**Assignment:** Copy out every line of the data exactly; do not include the images.

Data entries:
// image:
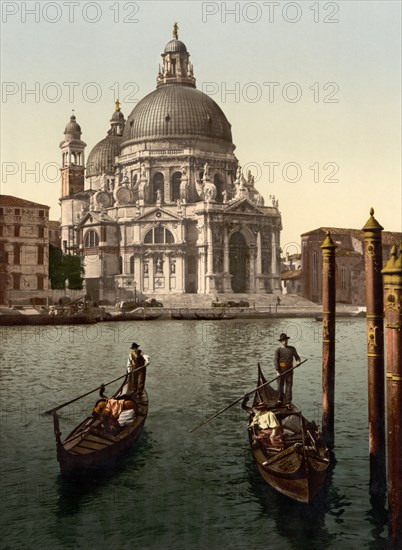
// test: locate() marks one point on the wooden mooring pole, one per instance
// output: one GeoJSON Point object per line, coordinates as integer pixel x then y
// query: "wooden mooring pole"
{"type": "Point", "coordinates": [375, 355]}
{"type": "Point", "coordinates": [392, 273]}
{"type": "Point", "coordinates": [328, 340]}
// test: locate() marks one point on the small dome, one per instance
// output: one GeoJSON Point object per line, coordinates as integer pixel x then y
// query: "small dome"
{"type": "Point", "coordinates": [175, 46]}
{"type": "Point", "coordinates": [73, 127]}
{"type": "Point", "coordinates": [117, 116]}
{"type": "Point", "coordinates": [101, 159]}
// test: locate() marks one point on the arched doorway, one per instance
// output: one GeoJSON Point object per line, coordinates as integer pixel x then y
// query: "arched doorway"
{"type": "Point", "coordinates": [175, 190]}
{"type": "Point", "coordinates": [219, 187]}
{"type": "Point", "coordinates": [158, 186]}
{"type": "Point", "coordinates": [238, 256]}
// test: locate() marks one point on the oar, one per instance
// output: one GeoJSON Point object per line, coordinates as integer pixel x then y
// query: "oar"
{"type": "Point", "coordinates": [50, 411]}
{"type": "Point", "coordinates": [243, 396]}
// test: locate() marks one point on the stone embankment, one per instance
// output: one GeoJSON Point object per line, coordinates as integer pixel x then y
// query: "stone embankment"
{"type": "Point", "coordinates": [261, 305]}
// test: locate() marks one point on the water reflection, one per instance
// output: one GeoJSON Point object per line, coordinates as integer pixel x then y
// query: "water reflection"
{"type": "Point", "coordinates": [378, 518]}
{"type": "Point", "coordinates": [302, 525]}
{"type": "Point", "coordinates": [73, 491]}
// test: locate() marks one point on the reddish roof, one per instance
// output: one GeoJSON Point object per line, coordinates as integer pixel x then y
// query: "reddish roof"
{"type": "Point", "coordinates": [291, 274]}
{"type": "Point", "coordinates": [388, 237]}
{"type": "Point", "coordinates": [9, 200]}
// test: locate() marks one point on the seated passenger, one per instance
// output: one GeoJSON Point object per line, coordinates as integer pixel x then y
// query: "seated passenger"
{"type": "Point", "coordinates": [108, 412]}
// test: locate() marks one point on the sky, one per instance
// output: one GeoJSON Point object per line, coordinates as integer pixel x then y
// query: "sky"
{"type": "Point", "coordinates": [312, 91]}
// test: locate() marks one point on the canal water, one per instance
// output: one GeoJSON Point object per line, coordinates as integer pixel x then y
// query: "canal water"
{"type": "Point", "coordinates": [179, 490]}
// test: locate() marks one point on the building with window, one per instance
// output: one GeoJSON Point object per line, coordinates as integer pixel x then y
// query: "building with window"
{"type": "Point", "coordinates": [350, 264]}
{"type": "Point", "coordinates": [162, 204]}
{"type": "Point", "coordinates": [24, 250]}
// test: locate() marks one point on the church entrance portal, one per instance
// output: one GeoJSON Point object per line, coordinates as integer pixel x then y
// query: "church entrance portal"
{"type": "Point", "coordinates": [238, 261]}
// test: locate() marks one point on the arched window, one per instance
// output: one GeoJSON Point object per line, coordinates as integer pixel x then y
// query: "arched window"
{"type": "Point", "coordinates": [158, 185]}
{"type": "Point", "coordinates": [175, 186]}
{"type": "Point", "coordinates": [159, 235]}
{"type": "Point", "coordinates": [17, 251]}
{"type": "Point", "coordinates": [219, 187]}
{"type": "Point", "coordinates": [91, 239]}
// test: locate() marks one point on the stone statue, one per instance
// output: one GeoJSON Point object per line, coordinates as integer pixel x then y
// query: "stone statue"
{"type": "Point", "coordinates": [206, 172]}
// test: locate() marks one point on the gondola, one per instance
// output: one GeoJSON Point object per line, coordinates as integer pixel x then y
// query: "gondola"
{"type": "Point", "coordinates": [91, 446]}
{"type": "Point", "coordinates": [139, 314]}
{"type": "Point", "coordinates": [291, 455]}
{"type": "Point", "coordinates": [202, 315]}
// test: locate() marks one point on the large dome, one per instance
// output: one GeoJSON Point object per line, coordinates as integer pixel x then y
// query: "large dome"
{"type": "Point", "coordinates": [101, 159]}
{"type": "Point", "coordinates": [177, 111]}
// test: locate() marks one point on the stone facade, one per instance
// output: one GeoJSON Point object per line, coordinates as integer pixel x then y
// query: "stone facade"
{"type": "Point", "coordinates": [165, 206]}
{"type": "Point", "coordinates": [24, 250]}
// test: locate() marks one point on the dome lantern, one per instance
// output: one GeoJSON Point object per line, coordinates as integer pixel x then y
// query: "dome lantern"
{"type": "Point", "coordinates": [176, 68]}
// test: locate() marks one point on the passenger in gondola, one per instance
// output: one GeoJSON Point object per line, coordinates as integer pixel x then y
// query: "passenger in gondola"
{"type": "Point", "coordinates": [108, 412]}
{"type": "Point", "coordinates": [264, 424]}
{"type": "Point", "coordinates": [135, 363]}
{"type": "Point", "coordinates": [284, 356]}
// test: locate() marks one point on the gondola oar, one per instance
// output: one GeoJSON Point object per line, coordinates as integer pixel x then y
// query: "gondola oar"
{"type": "Point", "coordinates": [243, 396]}
{"type": "Point", "coordinates": [51, 411]}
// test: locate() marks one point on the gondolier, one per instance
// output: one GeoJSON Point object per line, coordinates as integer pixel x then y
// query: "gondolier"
{"type": "Point", "coordinates": [134, 363]}
{"type": "Point", "coordinates": [284, 356]}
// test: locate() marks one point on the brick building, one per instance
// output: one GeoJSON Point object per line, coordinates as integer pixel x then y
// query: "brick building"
{"type": "Point", "coordinates": [350, 267]}
{"type": "Point", "coordinates": [24, 250]}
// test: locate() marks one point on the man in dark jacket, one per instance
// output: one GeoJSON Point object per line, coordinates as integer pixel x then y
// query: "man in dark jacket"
{"type": "Point", "coordinates": [283, 362]}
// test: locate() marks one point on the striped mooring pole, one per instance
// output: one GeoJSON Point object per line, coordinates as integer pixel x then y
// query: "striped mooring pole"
{"type": "Point", "coordinates": [328, 340]}
{"type": "Point", "coordinates": [392, 279]}
{"type": "Point", "coordinates": [375, 355]}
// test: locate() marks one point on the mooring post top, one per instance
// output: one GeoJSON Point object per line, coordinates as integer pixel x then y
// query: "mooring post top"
{"type": "Point", "coordinates": [394, 264]}
{"type": "Point", "coordinates": [372, 224]}
{"type": "Point", "coordinates": [328, 242]}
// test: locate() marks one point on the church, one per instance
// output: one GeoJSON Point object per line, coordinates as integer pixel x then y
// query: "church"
{"type": "Point", "coordinates": [161, 204]}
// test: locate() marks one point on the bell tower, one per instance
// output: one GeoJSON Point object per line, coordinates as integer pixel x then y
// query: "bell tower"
{"type": "Point", "coordinates": [72, 159]}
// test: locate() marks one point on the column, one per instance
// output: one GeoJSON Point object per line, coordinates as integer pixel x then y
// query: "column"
{"type": "Point", "coordinates": [393, 329]}
{"type": "Point", "coordinates": [328, 339]}
{"type": "Point", "coordinates": [375, 355]}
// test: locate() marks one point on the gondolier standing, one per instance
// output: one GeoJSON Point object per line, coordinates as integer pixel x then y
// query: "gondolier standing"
{"type": "Point", "coordinates": [283, 362]}
{"type": "Point", "coordinates": [134, 362]}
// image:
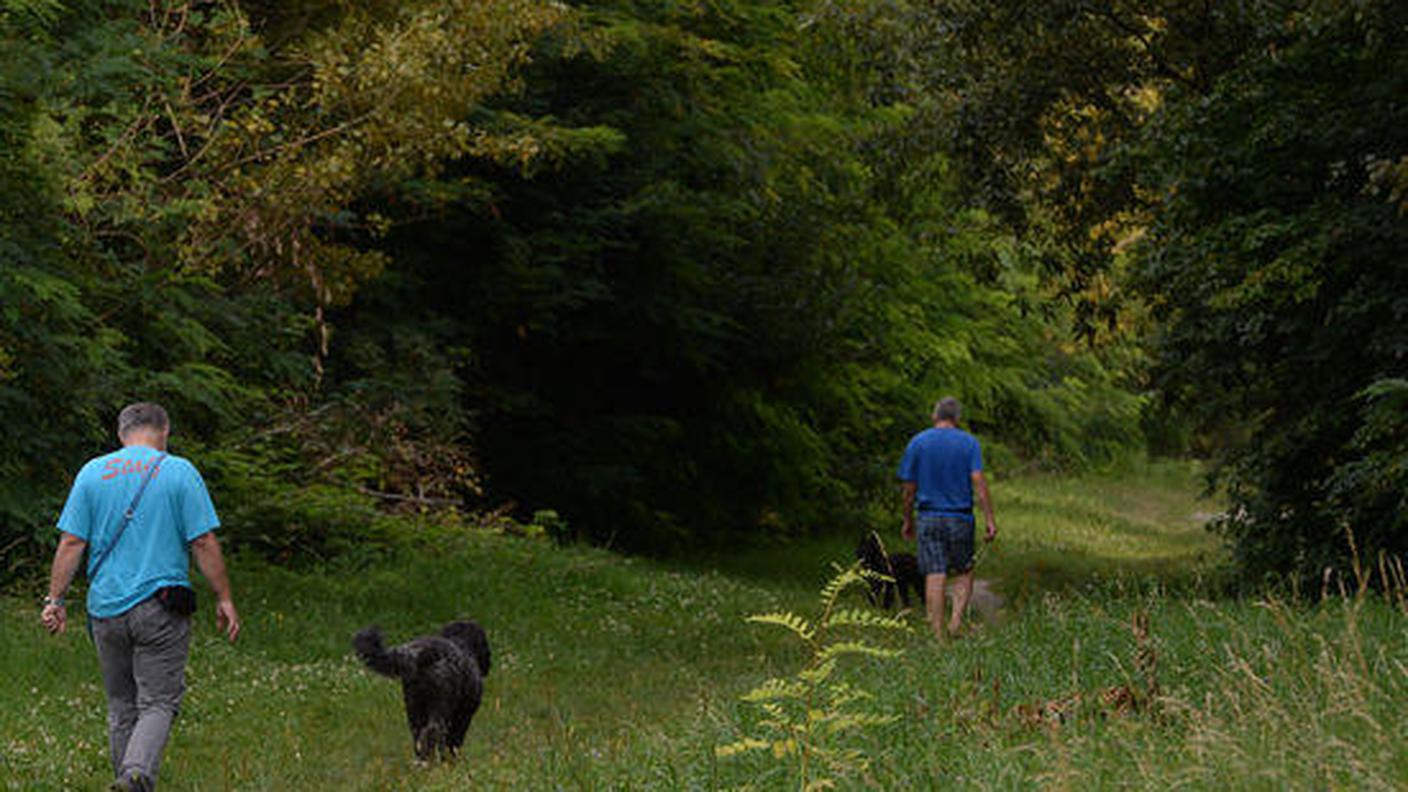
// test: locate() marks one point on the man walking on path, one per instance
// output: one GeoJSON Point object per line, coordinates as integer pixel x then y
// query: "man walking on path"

**Answer for this exercise:**
// image:
// test: locate() marks one point on the wooden mooring pole, one per instance
// output: one GeoJSON Point object per line, coordinates as integer pixel x then y
// query: "wooden mooring pole"
{"type": "Point", "coordinates": [375, 355]}
{"type": "Point", "coordinates": [392, 273]}
{"type": "Point", "coordinates": [328, 340]}
// test: locate() marks one point on the small dome, one per instance
// output: one GeoJSON Point object per line, coordinates as integer pixel x then y
// query: "small dome"
{"type": "Point", "coordinates": [175, 46]}
{"type": "Point", "coordinates": [73, 127]}
{"type": "Point", "coordinates": [117, 116]}
{"type": "Point", "coordinates": [101, 159]}
// test: locate() marks one point on the arched doorway, one per instance
// output: one GeoJSON Point object per line, coordinates as integer pixel x then y
// query: "arched doorway"
{"type": "Point", "coordinates": [175, 190]}
{"type": "Point", "coordinates": [219, 187]}
{"type": "Point", "coordinates": [158, 186]}
{"type": "Point", "coordinates": [238, 256]}
// test: locate() marks one point on the oar, one per instance
// output: one GeoJSON Point object per line, coordinates as integer pixel x then y
// query: "oar"
{"type": "Point", "coordinates": [50, 411]}
{"type": "Point", "coordinates": [243, 396]}
// test: locate() marks one point on the stone embankment, one per instance
// output: one GeoJSON Point object per line, coordinates as integer pixel x then y
// query: "stone embankment"
{"type": "Point", "coordinates": [261, 305]}
// test: locate() marks one point on the water reflection, one per instance
// output: one GeoJSON Point object per line, coordinates as integer pixel x then y
// query: "water reflection"
{"type": "Point", "coordinates": [378, 518]}
{"type": "Point", "coordinates": [302, 525]}
{"type": "Point", "coordinates": [73, 491]}
// test: locate() marks one point on the reddish roof, one per instance
// output: one GeoJSON Point object per line, coordinates as integer pixel x then y
// query: "reddish roof"
{"type": "Point", "coordinates": [291, 274]}
{"type": "Point", "coordinates": [388, 237]}
{"type": "Point", "coordinates": [9, 200]}
// test: locate() marks one point on the seated passenger, one per instance
// output: one GeoJSON Point object per line, coordinates as integer pixel x then y
// query: "seated passenger"
{"type": "Point", "coordinates": [108, 412]}
// test: locate() marks one point on the sky, one per instance
// output: one GeoJSON Point object per line, coordinates as integer pixel x then y
// query: "sky"
{"type": "Point", "coordinates": [312, 91]}
// test: locate() marks one point on the canal water, one per instance
// output: one GeoJSON Point object per line, coordinates as integer pixel x then y
// query: "canal water"
{"type": "Point", "coordinates": [179, 490]}
// test: locate() marks one point on the building with window, one per instance
// output: one GeoJSON Point object per line, coordinates as integer pixel x then y
// query: "building with window"
{"type": "Point", "coordinates": [350, 264]}
{"type": "Point", "coordinates": [162, 204]}
{"type": "Point", "coordinates": [24, 250]}
// test: locate() marks one point on the church entrance portal, one per instance
// output: one GeoJSON Point object per line, coordinates as integer pixel x then y
// query: "church entrance portal"
{"type": "Point", "coordinates": [238, 261]}
// test: locate() marks one point on the arched window, one per instance
// output: one GeoJSON Point object per line, coordinates as integer pixel x then y
// query: "arched window"
{"type": "Point", "coordinates": [158, 185]}
{"type": "Point", "coordinates": [175, 186]}
{"type": "Point", "coordinates": [159, 235]}
{"type": "Point", "coordinates": [17, 251]}
{"type": "Point", "coordinates": [219, 187]}
{"type": "Point", "coordinates": [91, 239]}
// test: locate() marks one point on the stone statue, one per instance
// output: one GeoJSON Point object per line, coordinates as integer pixel x then y
// query: "stone statue"
{"type": "Point", "coordinates": [206, 172]}
// test: locate() marks one point on the gondola, one per instance
// output: one GeoJSON Point object per line, coordinates as integer pixel x then y
// query: "gondola"
{"type": "Point", "coordinates": [91, 446]}
{"type": "Point", "coordinates": [139, 314]}
{"type": "Point", "coordinates": [291, 455]}
{"type": "Point", "coordinates": [202, 315]}
// test: locate() marks one point on the large dome, one per instance
// output: one GeoJSON Point object per line, coordinates as integer pixel x then y
// query: "large dome"
{"type": "Point", "coordinates": [101, 159]}
{"type": "Point", "coordinates": [177, 111]}
// test: locate() marks one point on the stone facade, one per instance
// output: one GeoJSON Point object per line, coordinates as integer pixel x then y
// query: "stone facade"
{"type": "Point", "coordinates": [165, 206]}
{"type": "Point", "coordinates": [24, 250]}
// test: locate() marks one point on the dome lantern, one per instance
// output: one GeoJSON Point object per line, coordinates as integer pixel x then y
// query: "dome lantern"
{"type": "Point", "coordinates": [176, 68]}
// test: locate() marks one point on the passenger in gondola, one per instance
// output: one GeoJSON Point object per line, coordinates as integer pixel x then y
// query: "passenger in gondola"
{"type": "Point", "coordinates": [108, 412]}
{"type": "Point", "coordinates": [264, 424]}
{"type": "Point", "coordinates": [135, 363]}
{"type": "Point", "coordinates": [284, 356]}
// test: locate() marks one point on the gondola oar, one per instance
// output: one GeoJSON Point object per line, coordinates as integer pixel x then y
// query: "gondola oar"
{"type": "Point", "coordinates": [243, 396]}
{"type": "Point", "coordinates": [51, 411]}
// test: locate() marks one point on the gondolier, one per instance
// output: one GeoJSON Point object per line, coordinates as integer pixel x then y
// query: "gondolier"
{"type": "Point", "coordinates": [134, 363]}
{"type": "Point", "coordinates": [284, 356]}
// test: locate() marks one point on the brick building, one per instance
// output: one GeoJSON Point object per line, coordinates as integer pixel x then y
// query: "brick building"
{"type": "Point", "coordinates": [350, 267]}
{"type": "Point", "coordinates": [24, 250]}
// test: locate() marks one point on the man in dark jacket, one per instance
// output: one GeoJSON Point object per line, coordinates as integer pixel x then y
// query: "man in dark jacket"
{"type": "Point", "coordinates": [283, 362]}
// test: locate() marks one point on the striped mooring pole, one per instance
// output: one GeoJSON Point object per line, coordinates as integer pixel x then y
// query: "striped mooring pole"
{"type": "Point", "coordinates": [328, 340]}
{"type": "Point", "coordinates": [392, 279]}
{"type": "Point", "coordinates": [375, 355]}
// test: locate() marks one point on the mooring post top, one per instance
// output: one GeoJSON Point object per line, coordinates as integer pixel x then y
// query: "mooring post top"
{"type": "Point", "coordinates": [394, 264]}
{"type": "Point", "coordinates": [372, 224]}
{"type": "Point", "coordinates": [328, 242]}
// test: locate() marks one point on the church, one per instance
// output: one GeoJSON Point object per line, coordinates as integer pixel x then y
// query: "church"
{"type": "Point", "coordinates": [161, 204]}
// test: locate() marks one point on the bell tower, one per instance
// output: one GeoJSON Point object per line, coordinates as integer pixel x then y
// query: "bell tower"
{"type": "Point", "coordinates": [72, 159]}
// test: locate() marks one point on the column, one per instance
// output: one GeoJSON Point object per line, coordinates as integer pixel x then y
// query: "column"
{"type": "Point", "coordinates": [393, 329]}
{"type": "Point", "coordinates": [328, 339]}
{"type": "Point", "coordinates": [375, 355]}
// test: locate() marks one point on the gondolier standing, one per instance
// output: one GeoJSON Point object per line, coordinates as integer pixel x then y
// query: "gondolier standing"
{"type": "Point", "coordinates": [283, 362]}
{"type": "Point", "coordinates": [134, 362]}
// image:
// test: locate() marks one point on the man walking on path, one per instance
// output: one GeoJSON Point object per line, coordinates as integer pixel x then y
// query: "man walking on path"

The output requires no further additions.